--- start of Document ---

I'm sure they're earlier this year. I've had some in bloom for a couple of weeks. My best birthday present was a few years back when I received 1,000 in the green snowdrops to plant up in early March. I worked at Hodsock Farm as a student, testing peas for their tenderness. The post was always addressed to Odd Sock Farm!

Gardeners' World Web User 28/01/2009 at 10:20

Mine are up and out! I bought a beautiful one last year at the Chelsea Physic garden, called Galanthus nivalis 'Sandersii', and I'm eagerly awaiting that one - it seems to be a late developer.

Gardeners' World Web User 28/01/2009 at 12:16

I agree they are earlier this year (than last anyway) which surprises me considering the cold weather we've had. Very welcome their cheery little heads are!

Gardeners' World Web User 28/01/2009 at 15:08

I don't have any snowdrops yet but the witch hazel is still glorious. It has been in flower for more than a month but the problem is I don't know which variety it is (I inherited the garden a few years ago with mature planting); it seems too orange to be Hamamelis x intermedia 'Diane' but not sure what else. Can I submit pictures on this blog?

Gardeners' World Web User 28/01/2009 at 16:05

I have a few wee snowdrops in my 'white garden' and when I saw the first bloom the other week I was chuffed to bits. You've got to admire them - we've had some quite hard frosts and then heavy rain, sleat and hail, followed by more frost, and there they are ... bravely flowering and looking fab! Last Feb we visited the walled garden at Colzium House,Kilsyth as part of the Visit Scotland snowdrop festival and it was a delight.

--- end of Document ---

■ Objective 1 ■
From the forum thread, extract word for word the part that opens with the words containing "I'm sure they're" and closes with "little heads are!".
The forum thread and the records are unrelated to each other.

--- start of Task input ---

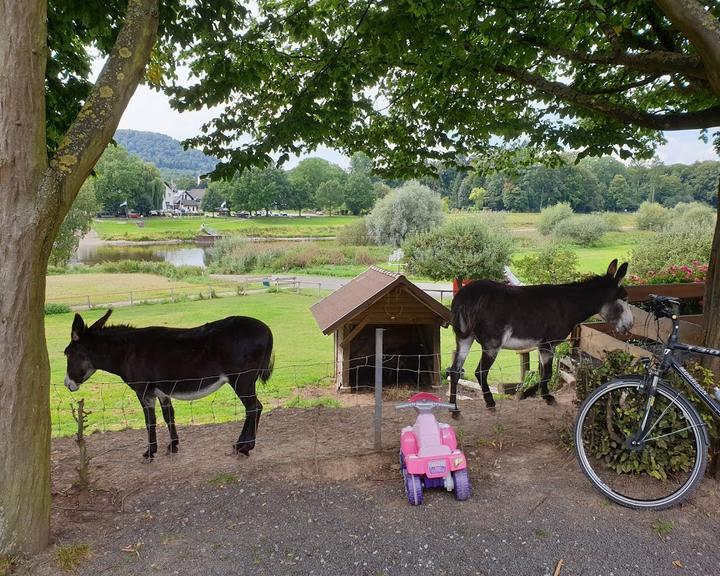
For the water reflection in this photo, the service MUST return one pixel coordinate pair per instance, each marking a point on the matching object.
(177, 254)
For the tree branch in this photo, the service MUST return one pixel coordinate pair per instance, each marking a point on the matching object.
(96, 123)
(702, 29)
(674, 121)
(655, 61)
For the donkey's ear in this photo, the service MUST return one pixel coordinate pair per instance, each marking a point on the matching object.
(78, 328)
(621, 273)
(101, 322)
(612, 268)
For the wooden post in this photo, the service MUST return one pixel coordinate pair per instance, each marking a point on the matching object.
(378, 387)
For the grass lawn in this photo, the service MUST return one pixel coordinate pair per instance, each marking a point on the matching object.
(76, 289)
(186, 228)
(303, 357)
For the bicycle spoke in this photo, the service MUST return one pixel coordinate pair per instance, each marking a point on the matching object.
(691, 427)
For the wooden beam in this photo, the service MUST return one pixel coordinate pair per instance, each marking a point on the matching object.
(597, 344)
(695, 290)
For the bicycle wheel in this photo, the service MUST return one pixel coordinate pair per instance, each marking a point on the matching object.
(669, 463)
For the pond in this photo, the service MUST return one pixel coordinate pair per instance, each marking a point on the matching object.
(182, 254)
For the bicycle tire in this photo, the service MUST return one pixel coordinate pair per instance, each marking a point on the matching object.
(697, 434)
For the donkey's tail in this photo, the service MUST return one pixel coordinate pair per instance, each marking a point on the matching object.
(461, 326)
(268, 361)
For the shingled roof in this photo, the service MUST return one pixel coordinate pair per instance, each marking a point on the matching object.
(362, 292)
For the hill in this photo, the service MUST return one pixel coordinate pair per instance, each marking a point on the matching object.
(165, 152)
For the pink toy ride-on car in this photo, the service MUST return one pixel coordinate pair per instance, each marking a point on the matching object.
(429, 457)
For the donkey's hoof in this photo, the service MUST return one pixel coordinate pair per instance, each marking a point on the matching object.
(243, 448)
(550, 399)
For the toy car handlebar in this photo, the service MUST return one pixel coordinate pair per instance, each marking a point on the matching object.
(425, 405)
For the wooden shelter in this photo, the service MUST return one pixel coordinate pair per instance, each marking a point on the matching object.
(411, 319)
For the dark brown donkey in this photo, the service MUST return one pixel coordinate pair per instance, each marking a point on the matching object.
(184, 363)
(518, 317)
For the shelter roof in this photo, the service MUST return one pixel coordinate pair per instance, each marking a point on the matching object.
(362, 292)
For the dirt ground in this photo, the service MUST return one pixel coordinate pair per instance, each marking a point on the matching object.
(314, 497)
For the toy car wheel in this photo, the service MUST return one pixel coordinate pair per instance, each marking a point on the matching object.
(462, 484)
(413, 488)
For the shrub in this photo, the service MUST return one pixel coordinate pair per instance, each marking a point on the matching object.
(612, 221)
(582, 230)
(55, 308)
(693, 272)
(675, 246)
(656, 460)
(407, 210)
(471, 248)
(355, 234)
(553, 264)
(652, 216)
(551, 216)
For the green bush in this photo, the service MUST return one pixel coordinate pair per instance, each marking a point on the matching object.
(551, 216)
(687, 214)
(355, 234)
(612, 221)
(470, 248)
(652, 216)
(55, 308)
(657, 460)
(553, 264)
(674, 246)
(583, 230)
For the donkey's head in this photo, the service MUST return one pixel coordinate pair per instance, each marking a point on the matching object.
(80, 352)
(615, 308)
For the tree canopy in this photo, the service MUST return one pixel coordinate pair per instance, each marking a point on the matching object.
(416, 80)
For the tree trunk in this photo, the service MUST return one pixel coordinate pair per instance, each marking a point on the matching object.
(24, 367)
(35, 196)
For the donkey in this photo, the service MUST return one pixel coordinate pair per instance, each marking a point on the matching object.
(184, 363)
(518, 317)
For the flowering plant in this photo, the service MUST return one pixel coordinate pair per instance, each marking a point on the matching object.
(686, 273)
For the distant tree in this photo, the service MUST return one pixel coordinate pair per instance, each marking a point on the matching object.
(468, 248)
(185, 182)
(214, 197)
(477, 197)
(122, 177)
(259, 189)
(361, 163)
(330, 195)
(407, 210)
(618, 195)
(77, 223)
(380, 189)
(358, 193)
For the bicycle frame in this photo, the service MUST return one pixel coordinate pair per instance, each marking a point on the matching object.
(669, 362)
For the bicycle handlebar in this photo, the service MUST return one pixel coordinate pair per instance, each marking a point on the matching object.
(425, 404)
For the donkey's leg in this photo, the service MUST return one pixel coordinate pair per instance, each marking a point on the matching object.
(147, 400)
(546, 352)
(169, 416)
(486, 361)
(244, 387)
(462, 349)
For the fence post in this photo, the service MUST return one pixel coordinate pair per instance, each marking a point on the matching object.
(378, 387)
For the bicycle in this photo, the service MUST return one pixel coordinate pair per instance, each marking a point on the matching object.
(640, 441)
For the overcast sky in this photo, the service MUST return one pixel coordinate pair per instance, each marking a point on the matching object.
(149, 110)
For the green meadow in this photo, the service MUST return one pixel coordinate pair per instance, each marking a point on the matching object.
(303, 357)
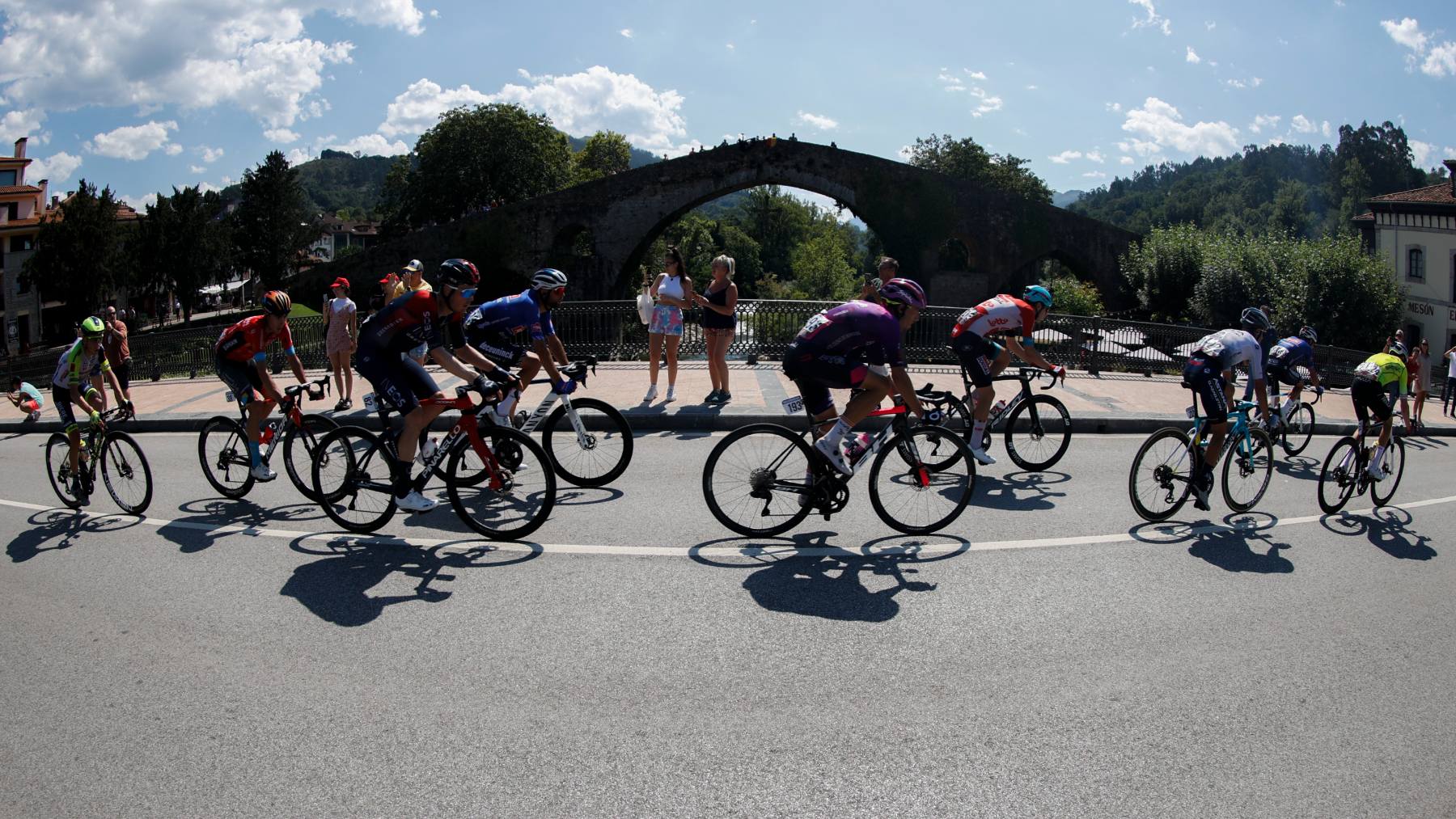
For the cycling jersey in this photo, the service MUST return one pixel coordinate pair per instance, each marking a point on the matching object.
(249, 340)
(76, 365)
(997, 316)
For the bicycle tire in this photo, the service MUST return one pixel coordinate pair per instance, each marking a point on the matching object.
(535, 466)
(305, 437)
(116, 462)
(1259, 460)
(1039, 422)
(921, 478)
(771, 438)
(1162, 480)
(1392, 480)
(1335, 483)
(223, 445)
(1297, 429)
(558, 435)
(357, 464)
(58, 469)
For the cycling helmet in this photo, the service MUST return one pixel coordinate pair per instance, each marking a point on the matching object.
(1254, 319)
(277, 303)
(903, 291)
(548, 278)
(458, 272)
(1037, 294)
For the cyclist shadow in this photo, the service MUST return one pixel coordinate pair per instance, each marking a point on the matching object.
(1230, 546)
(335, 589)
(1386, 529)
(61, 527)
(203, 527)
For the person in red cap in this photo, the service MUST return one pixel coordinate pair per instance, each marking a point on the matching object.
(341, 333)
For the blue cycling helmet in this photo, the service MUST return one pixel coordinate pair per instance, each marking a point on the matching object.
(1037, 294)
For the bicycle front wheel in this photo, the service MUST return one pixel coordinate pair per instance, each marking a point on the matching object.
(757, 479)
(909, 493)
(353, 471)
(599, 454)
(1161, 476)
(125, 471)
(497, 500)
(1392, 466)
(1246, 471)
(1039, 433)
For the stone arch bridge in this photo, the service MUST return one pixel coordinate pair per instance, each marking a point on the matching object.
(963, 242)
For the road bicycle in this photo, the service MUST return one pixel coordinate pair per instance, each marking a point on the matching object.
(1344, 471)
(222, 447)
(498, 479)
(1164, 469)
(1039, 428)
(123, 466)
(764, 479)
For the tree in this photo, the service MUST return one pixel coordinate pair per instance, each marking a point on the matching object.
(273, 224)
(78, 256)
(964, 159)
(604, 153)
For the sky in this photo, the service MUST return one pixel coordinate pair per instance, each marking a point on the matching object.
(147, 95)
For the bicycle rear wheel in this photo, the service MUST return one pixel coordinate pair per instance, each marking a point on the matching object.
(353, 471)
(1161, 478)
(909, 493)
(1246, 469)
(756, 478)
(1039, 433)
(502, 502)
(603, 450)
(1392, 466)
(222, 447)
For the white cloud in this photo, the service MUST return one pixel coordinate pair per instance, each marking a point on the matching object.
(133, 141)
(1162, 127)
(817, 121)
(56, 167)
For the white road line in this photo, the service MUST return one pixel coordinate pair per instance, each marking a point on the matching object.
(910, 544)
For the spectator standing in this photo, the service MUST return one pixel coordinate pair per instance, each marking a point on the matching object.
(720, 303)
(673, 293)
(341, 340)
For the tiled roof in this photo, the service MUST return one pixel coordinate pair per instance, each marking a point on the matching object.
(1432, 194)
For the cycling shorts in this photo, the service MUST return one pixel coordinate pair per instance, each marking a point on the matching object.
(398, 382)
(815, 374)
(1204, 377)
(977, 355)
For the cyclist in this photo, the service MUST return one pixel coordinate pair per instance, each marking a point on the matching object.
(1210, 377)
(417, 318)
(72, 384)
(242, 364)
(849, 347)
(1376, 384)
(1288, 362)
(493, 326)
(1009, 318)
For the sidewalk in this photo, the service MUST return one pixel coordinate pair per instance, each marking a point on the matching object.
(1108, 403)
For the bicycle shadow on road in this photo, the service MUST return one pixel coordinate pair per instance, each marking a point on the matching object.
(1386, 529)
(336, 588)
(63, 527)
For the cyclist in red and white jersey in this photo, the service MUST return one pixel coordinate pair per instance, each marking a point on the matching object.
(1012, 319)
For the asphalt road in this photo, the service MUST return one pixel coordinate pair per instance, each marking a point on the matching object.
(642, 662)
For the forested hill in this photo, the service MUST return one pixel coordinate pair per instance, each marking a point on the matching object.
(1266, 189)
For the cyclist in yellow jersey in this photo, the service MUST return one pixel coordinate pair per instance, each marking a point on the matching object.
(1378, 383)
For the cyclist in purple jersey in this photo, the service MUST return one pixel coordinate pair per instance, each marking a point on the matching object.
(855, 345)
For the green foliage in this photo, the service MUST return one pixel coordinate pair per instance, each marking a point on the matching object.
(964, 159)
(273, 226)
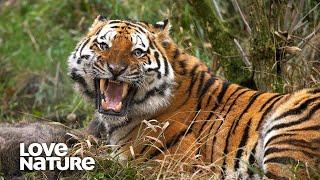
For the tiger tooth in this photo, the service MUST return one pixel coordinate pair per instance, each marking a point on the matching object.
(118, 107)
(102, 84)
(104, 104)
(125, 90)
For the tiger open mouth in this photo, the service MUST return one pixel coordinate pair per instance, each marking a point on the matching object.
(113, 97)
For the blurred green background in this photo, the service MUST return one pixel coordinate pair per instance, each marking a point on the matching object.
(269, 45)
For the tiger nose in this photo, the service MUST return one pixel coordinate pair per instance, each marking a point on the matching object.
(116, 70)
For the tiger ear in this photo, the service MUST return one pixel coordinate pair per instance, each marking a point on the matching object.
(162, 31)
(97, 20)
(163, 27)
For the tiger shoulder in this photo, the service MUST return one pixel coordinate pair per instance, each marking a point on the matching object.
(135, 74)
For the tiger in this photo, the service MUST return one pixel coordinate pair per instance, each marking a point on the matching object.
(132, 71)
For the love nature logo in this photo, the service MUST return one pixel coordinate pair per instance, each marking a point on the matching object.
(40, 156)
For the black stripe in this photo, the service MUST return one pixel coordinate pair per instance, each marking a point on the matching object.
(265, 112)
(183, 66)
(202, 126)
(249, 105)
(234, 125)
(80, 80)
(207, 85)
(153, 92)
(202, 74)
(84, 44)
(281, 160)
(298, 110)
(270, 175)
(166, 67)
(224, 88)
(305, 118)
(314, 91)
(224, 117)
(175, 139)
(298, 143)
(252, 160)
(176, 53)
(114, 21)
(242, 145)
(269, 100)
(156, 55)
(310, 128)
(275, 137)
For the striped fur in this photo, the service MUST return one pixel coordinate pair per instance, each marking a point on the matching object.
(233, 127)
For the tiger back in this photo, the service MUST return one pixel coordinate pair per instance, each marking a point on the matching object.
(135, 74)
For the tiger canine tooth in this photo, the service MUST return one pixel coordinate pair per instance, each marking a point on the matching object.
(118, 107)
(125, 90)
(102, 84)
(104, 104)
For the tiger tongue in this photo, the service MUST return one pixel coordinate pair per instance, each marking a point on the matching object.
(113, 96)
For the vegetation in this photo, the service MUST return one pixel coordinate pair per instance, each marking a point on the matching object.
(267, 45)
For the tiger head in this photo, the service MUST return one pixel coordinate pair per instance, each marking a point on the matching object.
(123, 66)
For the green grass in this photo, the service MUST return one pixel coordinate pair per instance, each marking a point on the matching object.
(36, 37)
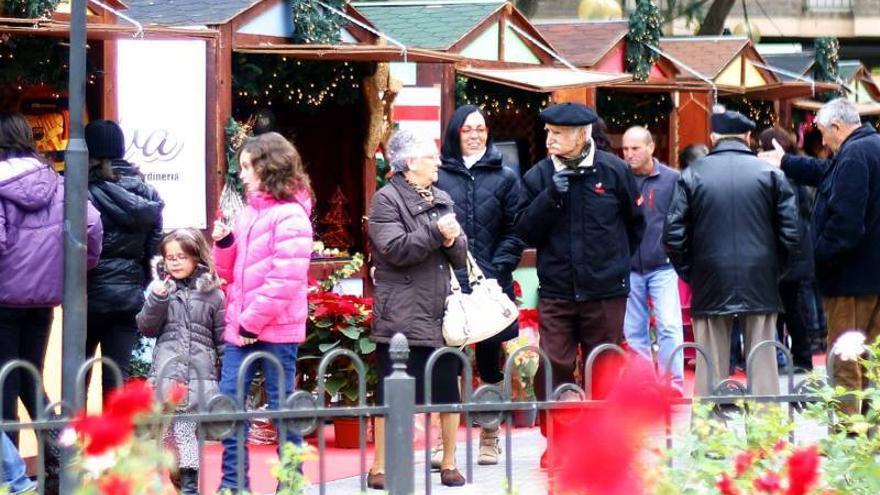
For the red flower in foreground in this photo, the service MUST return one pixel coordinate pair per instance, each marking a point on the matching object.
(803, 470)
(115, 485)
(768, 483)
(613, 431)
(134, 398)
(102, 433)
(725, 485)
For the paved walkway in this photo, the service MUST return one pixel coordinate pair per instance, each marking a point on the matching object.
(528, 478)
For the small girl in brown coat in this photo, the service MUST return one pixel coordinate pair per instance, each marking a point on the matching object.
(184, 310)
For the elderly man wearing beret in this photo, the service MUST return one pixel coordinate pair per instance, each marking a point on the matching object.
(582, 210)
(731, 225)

--- end of Task input ---

■ Objective 2 ■
Gather every line of the records that includes the string "helmet".

■ Exercise output 1 ■
I'm sure they're earlier this year. I've had some in bloom for a couple of weeks. My best birthday present was a few years back when I received 1,000 in the green snowdrops to plant up in early March. I worked at Hodsock Farm as a student, testing peas for their tenderness. The post was always addressed to Odd Sock Farm!

Gardeners' World Web User 28/01/2009 at 10:20

Mine are up and out! I bought a beautiful one last year at the Chelsea Physic garden, called Galanthus nivalis 'Sandersii', and I'm eagerly awaiting that one - it seems to be a late developer.

Gardeners' World Web User 28/01/2009 at 12:16

I agree they are earlier this year (than last anyway) which surprises me considering the cold weather we've had. Very welcome their cheery little heads are!

■ Exercise output 2 ■
For the cycling helmet in this photo, the service MUST return one pixel coordinate pair per instance, each marking a point on the matching object.
For the blue cycling helmet in this photo, the service MUST return one pixel coordinate pair per instance, each marking a point on the matching object.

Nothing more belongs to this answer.